In the data that follows, count each line with the string "then"; the reply is the number only.

——

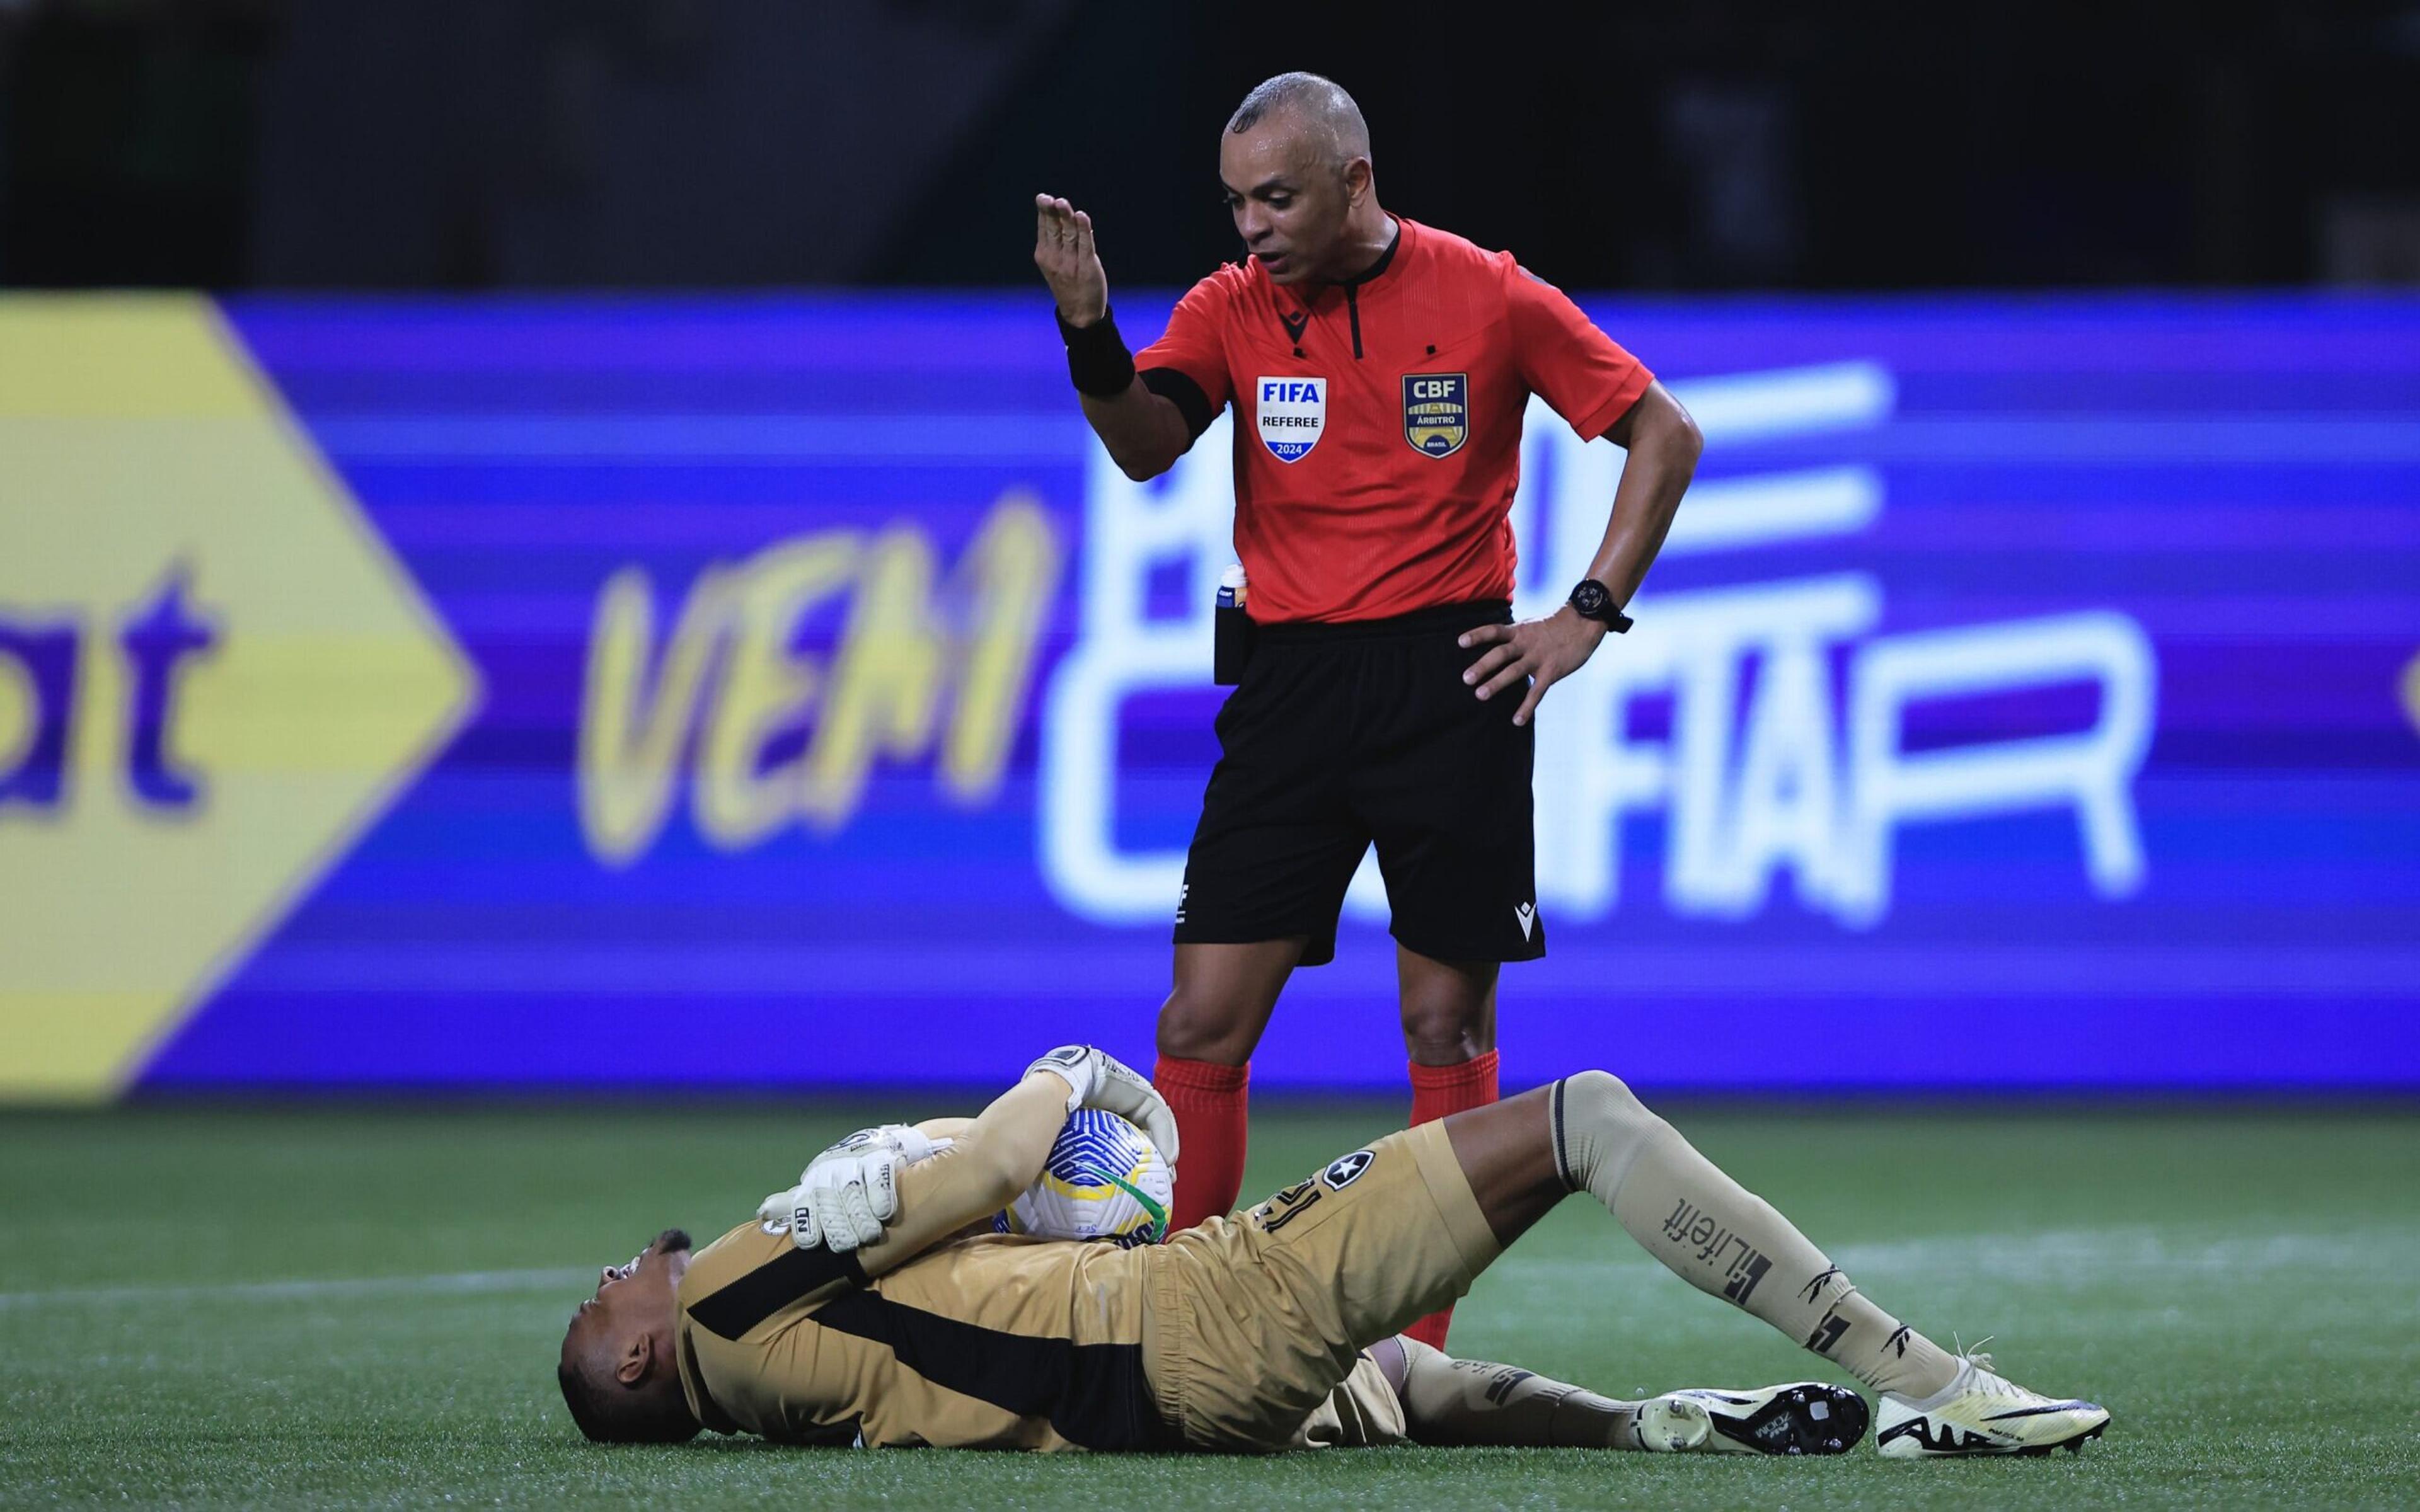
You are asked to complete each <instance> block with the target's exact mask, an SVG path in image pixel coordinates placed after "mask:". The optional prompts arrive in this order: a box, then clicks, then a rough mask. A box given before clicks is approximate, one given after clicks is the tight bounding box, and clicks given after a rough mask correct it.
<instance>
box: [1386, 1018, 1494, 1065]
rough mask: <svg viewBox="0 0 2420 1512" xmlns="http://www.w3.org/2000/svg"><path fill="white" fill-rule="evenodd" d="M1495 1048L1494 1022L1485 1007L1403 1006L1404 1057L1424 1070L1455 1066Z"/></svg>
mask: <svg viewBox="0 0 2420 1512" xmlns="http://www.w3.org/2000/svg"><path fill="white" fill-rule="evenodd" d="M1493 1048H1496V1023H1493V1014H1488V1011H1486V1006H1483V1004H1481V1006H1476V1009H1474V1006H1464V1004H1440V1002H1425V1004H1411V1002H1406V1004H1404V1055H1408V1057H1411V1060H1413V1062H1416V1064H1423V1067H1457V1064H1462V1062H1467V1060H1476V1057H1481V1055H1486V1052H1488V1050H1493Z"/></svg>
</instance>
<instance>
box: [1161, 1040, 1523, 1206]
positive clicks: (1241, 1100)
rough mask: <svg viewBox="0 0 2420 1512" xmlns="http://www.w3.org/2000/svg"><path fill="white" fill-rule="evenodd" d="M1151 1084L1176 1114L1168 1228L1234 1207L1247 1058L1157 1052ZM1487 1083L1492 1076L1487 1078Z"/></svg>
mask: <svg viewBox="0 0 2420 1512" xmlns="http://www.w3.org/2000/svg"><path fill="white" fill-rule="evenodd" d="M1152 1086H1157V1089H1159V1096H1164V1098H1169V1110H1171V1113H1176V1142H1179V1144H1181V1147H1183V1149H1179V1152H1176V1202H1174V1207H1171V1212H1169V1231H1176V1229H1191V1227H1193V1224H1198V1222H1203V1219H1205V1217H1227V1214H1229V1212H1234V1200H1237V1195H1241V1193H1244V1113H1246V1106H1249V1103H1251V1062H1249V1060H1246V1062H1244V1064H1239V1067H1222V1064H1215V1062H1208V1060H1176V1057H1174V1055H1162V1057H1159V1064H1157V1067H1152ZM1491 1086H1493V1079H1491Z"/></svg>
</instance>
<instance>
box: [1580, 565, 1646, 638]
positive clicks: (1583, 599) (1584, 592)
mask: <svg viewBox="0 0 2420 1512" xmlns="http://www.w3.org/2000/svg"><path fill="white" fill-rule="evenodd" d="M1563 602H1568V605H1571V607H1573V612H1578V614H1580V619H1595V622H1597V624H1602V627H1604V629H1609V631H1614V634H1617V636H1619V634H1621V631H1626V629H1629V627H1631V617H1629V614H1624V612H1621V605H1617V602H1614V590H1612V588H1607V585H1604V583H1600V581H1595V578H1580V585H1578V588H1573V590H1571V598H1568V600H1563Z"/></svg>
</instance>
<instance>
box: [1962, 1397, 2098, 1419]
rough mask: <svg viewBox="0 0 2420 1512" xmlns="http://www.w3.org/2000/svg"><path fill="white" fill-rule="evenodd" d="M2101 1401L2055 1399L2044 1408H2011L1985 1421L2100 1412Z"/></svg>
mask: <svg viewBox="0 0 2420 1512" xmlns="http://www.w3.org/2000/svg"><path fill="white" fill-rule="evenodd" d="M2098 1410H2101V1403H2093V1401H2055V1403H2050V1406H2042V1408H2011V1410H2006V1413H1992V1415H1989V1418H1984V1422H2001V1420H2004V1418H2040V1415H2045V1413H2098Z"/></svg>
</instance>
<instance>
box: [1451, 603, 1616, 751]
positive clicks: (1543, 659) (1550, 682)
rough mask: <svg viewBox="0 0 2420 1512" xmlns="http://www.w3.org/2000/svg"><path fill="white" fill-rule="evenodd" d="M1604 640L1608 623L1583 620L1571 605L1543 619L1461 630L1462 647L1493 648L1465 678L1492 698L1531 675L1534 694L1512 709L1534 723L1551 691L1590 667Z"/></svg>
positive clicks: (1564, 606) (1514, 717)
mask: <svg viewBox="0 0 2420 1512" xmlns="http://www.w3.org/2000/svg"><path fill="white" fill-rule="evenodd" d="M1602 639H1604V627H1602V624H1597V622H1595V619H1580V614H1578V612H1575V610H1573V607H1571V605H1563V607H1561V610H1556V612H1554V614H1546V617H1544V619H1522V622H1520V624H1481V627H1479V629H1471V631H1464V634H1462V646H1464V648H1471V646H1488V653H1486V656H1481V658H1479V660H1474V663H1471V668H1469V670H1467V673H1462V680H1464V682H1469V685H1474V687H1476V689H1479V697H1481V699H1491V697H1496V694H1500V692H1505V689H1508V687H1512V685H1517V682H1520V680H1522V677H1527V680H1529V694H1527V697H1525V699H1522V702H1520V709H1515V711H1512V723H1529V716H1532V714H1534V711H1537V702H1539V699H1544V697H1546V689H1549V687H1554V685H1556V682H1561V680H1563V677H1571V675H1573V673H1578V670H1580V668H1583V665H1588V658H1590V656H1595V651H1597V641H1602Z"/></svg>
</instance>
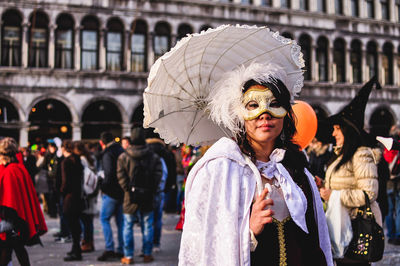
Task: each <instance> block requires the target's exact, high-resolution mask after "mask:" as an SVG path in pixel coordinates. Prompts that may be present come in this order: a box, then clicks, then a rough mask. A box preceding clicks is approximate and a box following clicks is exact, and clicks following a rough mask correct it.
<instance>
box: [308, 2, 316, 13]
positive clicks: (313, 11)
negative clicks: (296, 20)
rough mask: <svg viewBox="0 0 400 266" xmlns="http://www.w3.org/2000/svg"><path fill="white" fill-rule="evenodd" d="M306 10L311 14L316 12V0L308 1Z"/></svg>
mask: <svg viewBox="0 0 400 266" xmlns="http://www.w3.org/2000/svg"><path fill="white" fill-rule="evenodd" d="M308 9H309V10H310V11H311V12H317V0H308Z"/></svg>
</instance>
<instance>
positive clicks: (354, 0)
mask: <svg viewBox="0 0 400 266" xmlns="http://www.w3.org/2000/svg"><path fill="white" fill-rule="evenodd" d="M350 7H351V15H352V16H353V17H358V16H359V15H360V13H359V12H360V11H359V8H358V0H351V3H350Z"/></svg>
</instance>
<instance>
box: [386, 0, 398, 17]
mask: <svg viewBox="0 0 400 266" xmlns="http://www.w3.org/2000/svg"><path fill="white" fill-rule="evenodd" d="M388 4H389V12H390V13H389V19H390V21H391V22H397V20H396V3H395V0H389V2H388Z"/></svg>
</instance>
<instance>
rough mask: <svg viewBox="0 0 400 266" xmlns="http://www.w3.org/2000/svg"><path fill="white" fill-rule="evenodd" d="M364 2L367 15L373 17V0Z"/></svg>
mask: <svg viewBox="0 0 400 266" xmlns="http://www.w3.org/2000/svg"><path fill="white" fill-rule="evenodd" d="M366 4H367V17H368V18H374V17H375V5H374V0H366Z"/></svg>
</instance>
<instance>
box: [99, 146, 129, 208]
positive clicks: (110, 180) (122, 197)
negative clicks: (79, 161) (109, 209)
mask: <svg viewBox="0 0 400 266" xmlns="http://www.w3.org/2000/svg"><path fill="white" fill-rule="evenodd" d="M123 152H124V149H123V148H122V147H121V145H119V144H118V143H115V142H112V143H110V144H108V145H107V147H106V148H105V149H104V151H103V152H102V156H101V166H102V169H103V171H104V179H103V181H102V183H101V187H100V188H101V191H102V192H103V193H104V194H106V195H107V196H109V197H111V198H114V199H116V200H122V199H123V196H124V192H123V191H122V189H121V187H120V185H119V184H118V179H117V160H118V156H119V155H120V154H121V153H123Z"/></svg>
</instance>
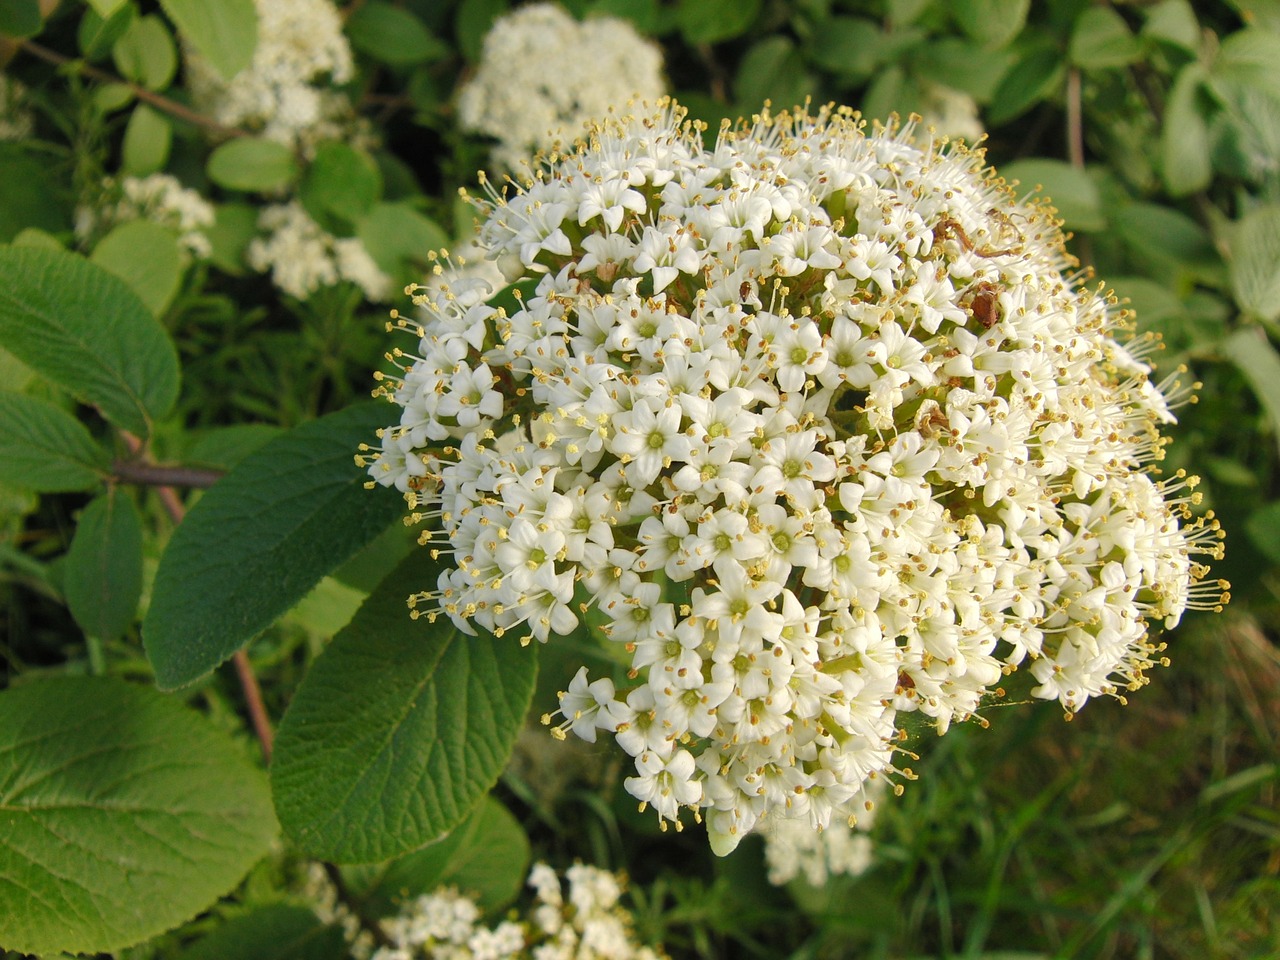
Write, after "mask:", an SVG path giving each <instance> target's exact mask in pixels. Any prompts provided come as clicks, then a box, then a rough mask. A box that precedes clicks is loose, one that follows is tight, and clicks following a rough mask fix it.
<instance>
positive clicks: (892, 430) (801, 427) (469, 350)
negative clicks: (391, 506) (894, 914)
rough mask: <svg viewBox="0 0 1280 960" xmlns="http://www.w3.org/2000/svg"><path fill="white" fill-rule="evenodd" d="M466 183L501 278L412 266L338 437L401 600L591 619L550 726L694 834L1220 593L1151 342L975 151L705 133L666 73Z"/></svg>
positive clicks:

——

• ANSWER BELOW: 3